● PAGE:
++++++++

Initialisation of Quantile Mapping bias corrector. All arguments must be named.

Parameters:
  • distY0 (A statistical distribution from scipy.stats or SBCK.tools.rv_*) – The distribution of references.

  • distX0 (A statistical distribution from scipy.stats or SBCK.tools.rv_*) – The distribution of biased dataset.

  • kwargsY0 (dict) – Arguments passed to distY0

  • kwargsX0 (dict) – Arguments passed to distX0

  • n_features (None or integer) – Numbers of features, optional because it is determined during fit if X0 and Y0 are not None.

  • tol (float) – Numerical tolerance, default 1e-3

fit(Y0, X0)[source]

Fit the QM model

Parameters:
  • Y0 (np.array[ shape = (n_samples,n_features) ]) – Reference dataset

  • X0 (np.array[ shape = (n_samples,n_features) ]) – Biased dataset

predict(X0)[source]

Perform the bias correction

Parameters:

X0 (np.array[ shape = (n_samples,n_features) ]) – Array of values to be corrected

Returns:

Z0 – Return an array of correction

Return type:

np.array[ shape = (n_samples,n_features) ]

AID_BC.version module

Version information for AID_BC.

AID_BC.version.get_version()[source]

Return the version string.

++++++++

● ENTRIES SHOWN:
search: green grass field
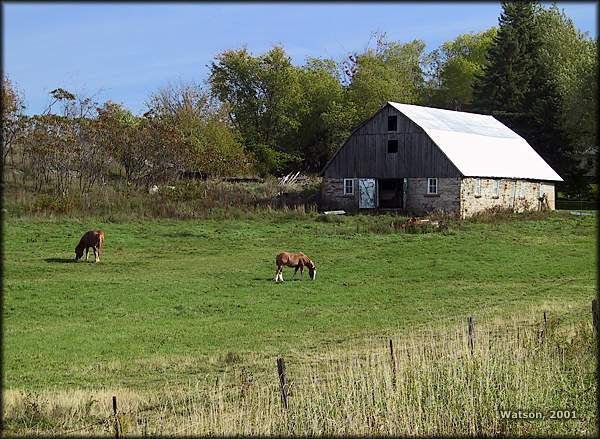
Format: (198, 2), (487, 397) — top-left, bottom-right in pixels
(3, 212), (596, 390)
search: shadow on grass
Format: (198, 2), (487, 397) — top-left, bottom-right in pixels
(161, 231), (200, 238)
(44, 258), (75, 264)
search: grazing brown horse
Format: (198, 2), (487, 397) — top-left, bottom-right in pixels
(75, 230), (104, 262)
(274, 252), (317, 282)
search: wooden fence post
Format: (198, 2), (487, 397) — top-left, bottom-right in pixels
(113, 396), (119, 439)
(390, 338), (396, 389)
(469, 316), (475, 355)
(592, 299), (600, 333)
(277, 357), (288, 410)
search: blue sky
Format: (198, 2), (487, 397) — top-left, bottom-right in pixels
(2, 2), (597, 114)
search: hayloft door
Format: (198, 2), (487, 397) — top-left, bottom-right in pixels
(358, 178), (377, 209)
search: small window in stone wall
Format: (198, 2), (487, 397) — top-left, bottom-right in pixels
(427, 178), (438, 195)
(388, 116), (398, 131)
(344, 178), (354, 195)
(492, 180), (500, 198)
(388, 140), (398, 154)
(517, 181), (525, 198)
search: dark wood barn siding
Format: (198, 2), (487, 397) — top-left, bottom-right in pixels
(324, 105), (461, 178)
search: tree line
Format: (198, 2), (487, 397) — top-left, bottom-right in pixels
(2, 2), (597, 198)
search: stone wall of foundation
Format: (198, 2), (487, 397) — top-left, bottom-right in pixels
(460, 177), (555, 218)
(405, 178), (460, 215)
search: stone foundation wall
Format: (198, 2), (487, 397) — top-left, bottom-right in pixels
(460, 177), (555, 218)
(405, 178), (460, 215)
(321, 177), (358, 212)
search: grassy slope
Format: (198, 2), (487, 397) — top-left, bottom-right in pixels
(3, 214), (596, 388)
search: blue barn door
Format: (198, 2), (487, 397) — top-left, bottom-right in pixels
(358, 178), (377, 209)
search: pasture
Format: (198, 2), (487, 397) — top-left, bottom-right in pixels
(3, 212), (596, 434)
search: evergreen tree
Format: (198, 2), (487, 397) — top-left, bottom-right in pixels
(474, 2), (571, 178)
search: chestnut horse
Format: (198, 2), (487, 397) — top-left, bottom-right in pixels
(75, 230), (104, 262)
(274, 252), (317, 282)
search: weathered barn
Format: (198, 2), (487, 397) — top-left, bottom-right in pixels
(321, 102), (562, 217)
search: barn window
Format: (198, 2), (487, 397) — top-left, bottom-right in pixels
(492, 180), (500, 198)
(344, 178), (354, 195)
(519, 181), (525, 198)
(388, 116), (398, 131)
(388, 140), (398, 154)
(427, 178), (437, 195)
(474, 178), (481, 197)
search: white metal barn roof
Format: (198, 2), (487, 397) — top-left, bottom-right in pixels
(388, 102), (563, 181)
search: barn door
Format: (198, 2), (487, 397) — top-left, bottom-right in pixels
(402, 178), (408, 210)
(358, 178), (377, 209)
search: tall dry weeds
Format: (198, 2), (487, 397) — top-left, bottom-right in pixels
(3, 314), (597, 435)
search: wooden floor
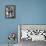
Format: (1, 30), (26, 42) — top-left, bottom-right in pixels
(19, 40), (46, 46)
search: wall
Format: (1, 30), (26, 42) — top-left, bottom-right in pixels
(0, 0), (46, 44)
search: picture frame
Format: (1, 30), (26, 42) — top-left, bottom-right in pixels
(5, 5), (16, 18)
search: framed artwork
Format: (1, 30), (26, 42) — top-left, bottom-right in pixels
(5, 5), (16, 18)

++++++++

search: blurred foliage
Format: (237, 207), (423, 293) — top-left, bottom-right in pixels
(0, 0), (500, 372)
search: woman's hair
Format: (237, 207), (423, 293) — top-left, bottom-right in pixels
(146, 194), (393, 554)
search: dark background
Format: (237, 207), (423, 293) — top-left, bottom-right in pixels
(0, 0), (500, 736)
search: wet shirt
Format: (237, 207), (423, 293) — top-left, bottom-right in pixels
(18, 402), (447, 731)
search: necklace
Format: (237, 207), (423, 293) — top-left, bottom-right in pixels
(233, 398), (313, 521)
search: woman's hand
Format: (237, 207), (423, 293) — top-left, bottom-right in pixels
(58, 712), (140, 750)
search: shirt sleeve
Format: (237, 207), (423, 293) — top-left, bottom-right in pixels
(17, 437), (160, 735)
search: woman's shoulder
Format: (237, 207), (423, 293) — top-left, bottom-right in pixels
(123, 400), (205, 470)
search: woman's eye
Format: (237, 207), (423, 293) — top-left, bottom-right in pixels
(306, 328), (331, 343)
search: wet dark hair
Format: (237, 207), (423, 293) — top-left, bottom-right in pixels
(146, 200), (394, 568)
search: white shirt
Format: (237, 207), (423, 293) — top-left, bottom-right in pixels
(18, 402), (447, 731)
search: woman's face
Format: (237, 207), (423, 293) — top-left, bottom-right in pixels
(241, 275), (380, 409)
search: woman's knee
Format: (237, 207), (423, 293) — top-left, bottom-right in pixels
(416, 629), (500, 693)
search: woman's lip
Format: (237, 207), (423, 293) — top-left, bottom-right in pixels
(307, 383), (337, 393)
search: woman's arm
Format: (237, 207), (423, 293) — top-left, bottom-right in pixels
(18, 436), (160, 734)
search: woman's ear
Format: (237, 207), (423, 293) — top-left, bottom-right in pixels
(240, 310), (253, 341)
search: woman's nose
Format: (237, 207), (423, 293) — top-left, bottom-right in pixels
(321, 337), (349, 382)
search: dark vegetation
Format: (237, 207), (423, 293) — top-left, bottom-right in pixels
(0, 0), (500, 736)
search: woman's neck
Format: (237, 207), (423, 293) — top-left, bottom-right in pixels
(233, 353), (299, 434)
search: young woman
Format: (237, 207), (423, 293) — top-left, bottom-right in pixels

++++++++

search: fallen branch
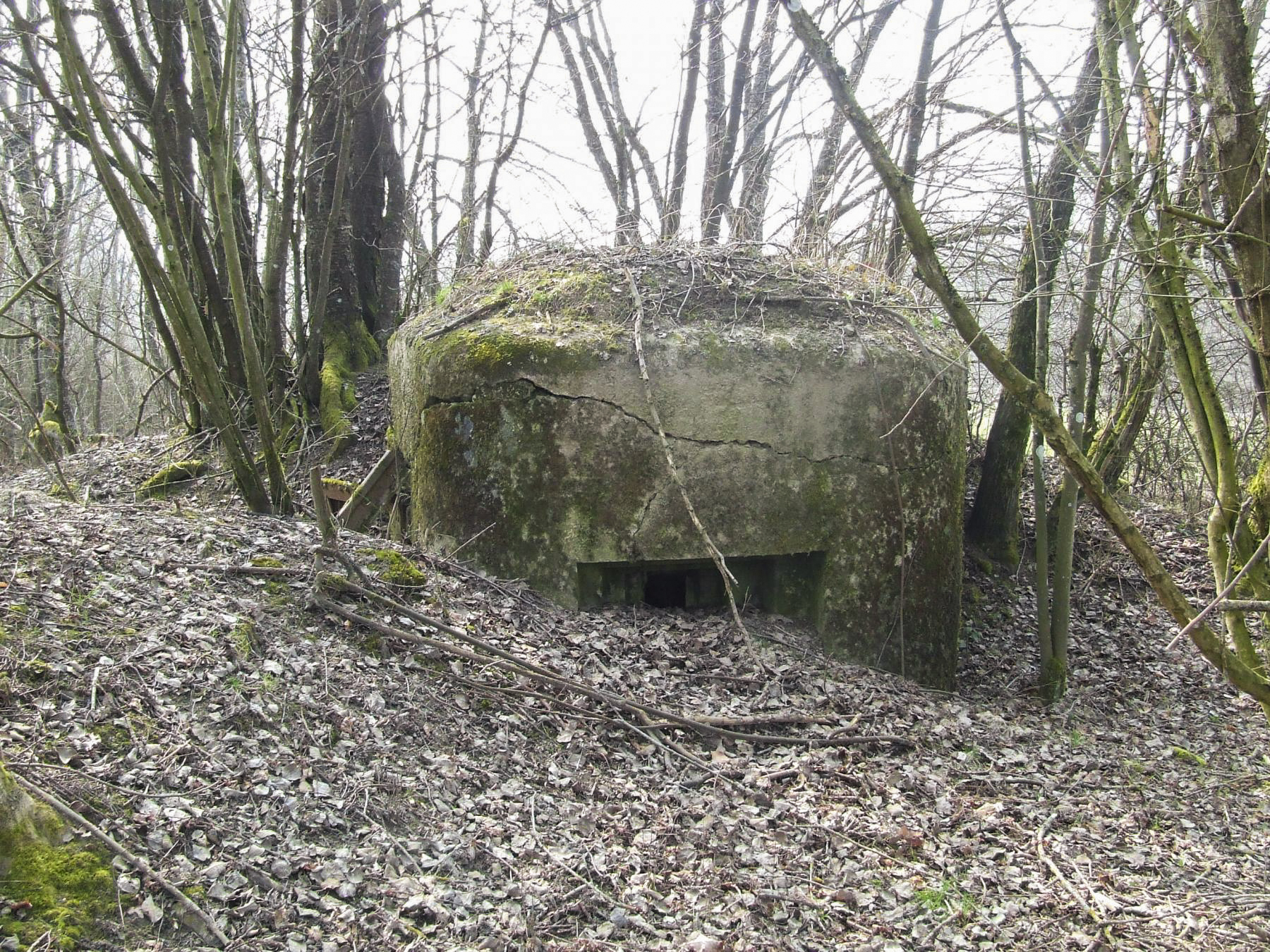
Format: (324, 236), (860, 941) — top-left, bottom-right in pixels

++++++++

● WHAT YOU WILL DO:
a: Reproduce the passage of the Quantile Mapping documentation starting at "Initialisation of Quantile" and ending at "are not None.", character for character.
b: Write out the lines of the listing starting at the line containing "search: green grass field" and ending at the line containing "(321, 102), (562, 217)", both included, without changes and with the pictures left out.

● ANSWERS TO THE PROBLEMS:
a:
Initialisation of Quantile Mapping bias corrector. All arguments must be named.

Parameters:
  • distY0 (A statistical distribution from scipy.stats or SBCK.tools.rv_*) – The distribution of references.

  • distX0 (A statistical distribution from scipy.stats or SBCK.tools.rv_*) – The distribution of biased dataset.

  • kwargsY0 (dict) – Arguments passed to distY0

  • kwargsX0 (dict) – Arguments passed to distX0

  • n_features (None or integer) – Numbers of features, optional because it is determined during fit if X0 and Y0 are not None.

b:
search: green grass field
Format: (198, 2), (487, 397) — top-left, bottom-right in pixels
(3, 212), (596, 390)
search: shadow on grass
Format: (198, 2), (487, 397) — top-left, bottom-right in pixels
(161, 231), (200, 238)
(44, 258), (75, 264)
search: grazing brown horse
Format: (198, 2), (487, 397) — top-left, bottom-right in pixels
(75, 230), (104, 262)
(274, 252), (317, 282)
search: wooden fence post
Format: (198, 2), (487, 397) — top-left, bottom-right in pixels
(113, 396), (119, 439)
(390, 338), (396, 389)
(469, 316), (475, 355)
(592, 299), (600, 333)
(277, 357), (288, 410)
search: blue sky
Format: (198, 2), (487, 397) — top-left, bottom-right in pixels
(2, 2), (597, 114)
search: hayloft door
Format: (198, 2), (487, 397) — top-left, bottom-right in pixels
(358, 178), (377, 209)
search: small window in stone wall
Format: (198, 2), (487, 397) — top-left, bottom-right in pixels
(427, 178), (438, 195)
(388, 116), (398, 131)
(344, 178), (354, 195)
(492, 180), (500, 198)
(388, 140), (398, 154)
(517, 181), (525, 198)
search: dark wood barn siding
Format: (198, 2), (487, 397) — top-left, bottom-right in pixels
(324, 105), (461, 178)
search: tree line
Format: (198, 2), (487, 397) — top-left, bottom-right in pixels
(2, 2), (597, 198)
search: stone wall of foundation
Format: (198, 2), (487, 397) — top-left, bottom-right in pixels
(460, 177), (555, 218)
(405, 178), (460, 215)
search: stone foundation wall
Format: (198, 2), (487, 397) — top-left, bottom-right in pixels
(460, 177), (555, 218)
(405, 178), (460, 215)
(321, 177), (358, 212)
search: grassy slope
Format: (198, 2), (487, 397) — top-left, bottom-right in pixels
(3, 214), (596, 388)
search: blue barn door
Format: (198, 2), (487, 397) — top-left, bottom-right in pixels
(358, 178), (377, 209)
search: pasture
Format: (198, 2), (487, 397) — top-left, bottom-right in pixels
(3, 212), (596, 434)
search: evergreen tree
Format: (198, 2), (487, 397) — top-left, bottom-right in pixels
(474, 2), (571, 178)
search: chestnut horse
Format: (198, 2), (487, 397) — top-left, bottom-right in pixels
(75, 230), (104, 262)
(274, 252), (317, 282)
search: weathered barn
Format: (198, 2), (487, 397) — top-left, bottom-right in pixels
(321, 102), (562, 217)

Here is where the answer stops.